Your task —
Copy out exactly the lines from the one containing "Labeling batch C. For the image above, tag the dark hooded" to the end of the records below, both included, and nothing else.
========
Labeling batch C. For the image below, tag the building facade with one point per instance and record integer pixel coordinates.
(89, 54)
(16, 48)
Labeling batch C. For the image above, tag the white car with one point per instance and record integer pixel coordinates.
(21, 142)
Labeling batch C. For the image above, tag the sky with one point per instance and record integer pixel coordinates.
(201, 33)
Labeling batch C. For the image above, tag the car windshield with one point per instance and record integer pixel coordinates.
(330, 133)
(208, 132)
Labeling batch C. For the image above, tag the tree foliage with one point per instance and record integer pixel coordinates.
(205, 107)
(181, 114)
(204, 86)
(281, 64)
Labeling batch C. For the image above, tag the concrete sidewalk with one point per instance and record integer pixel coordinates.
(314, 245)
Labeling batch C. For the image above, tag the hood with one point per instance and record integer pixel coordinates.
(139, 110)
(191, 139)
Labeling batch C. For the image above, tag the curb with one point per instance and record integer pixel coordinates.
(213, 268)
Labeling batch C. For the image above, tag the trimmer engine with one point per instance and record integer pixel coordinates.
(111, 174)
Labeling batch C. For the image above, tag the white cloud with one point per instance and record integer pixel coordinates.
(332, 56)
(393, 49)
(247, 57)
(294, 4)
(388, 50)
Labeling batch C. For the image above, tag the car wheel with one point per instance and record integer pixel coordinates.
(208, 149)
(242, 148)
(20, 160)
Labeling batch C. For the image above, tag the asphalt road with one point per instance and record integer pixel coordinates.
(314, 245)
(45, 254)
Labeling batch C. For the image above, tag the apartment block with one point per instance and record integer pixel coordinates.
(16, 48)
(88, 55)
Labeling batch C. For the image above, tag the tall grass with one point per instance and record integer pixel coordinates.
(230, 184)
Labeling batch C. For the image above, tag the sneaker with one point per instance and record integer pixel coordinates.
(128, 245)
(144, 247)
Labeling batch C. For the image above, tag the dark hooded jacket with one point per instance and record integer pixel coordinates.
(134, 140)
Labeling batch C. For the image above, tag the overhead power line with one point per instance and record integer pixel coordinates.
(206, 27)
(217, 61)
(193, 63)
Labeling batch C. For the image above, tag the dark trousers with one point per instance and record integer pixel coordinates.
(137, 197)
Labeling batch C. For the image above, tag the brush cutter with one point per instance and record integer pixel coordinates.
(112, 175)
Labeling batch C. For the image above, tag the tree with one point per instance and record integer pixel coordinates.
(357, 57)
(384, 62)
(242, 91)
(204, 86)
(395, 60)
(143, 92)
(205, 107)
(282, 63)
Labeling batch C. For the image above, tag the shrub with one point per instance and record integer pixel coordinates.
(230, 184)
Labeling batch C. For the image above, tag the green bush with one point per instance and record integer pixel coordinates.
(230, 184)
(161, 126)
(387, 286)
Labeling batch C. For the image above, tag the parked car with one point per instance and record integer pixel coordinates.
========
Answer box —
Labeling batch C. For the image above, tag the dark hooded jacket with one point per instance and record integer pixel coordinates.
(134, 140)
Labeling batch C. For the image above, tag the overhead power line with one point per instance and record integer pixel coordinates.
(206, 27)
(217, 61)
(193, 63)
Labeling batch C. For the image above, tag the dark trousers with one point per instance and record integer pixel coordinates.
(137, 197)
Labeling batch C. For the image above, tag the brush cutter with one point per instance and record integer pixel coordinates.
(112, 175)
Labeling batch C. For the image above, tag the tree with one point per instance and record integer pixel coordinates.
(357, 57)
(384, 62)
(242, 91)
(204, 86)
(395, 60)
(143, 92)
(205, 107)
(282, 63)
Labeling batch C. For the image above, tag the shrub with one point per instance and record integer pixel coordinates.
(230, 184)
Labeling batch C. For the image above, tag the green bush with one point per instance and record integer pixel coordinates.
(230, 184)
(161, 126)
(387, 286)
Labeling batch C. For the image above, tag the parked car with one point per instance and record integer pixel coordinates.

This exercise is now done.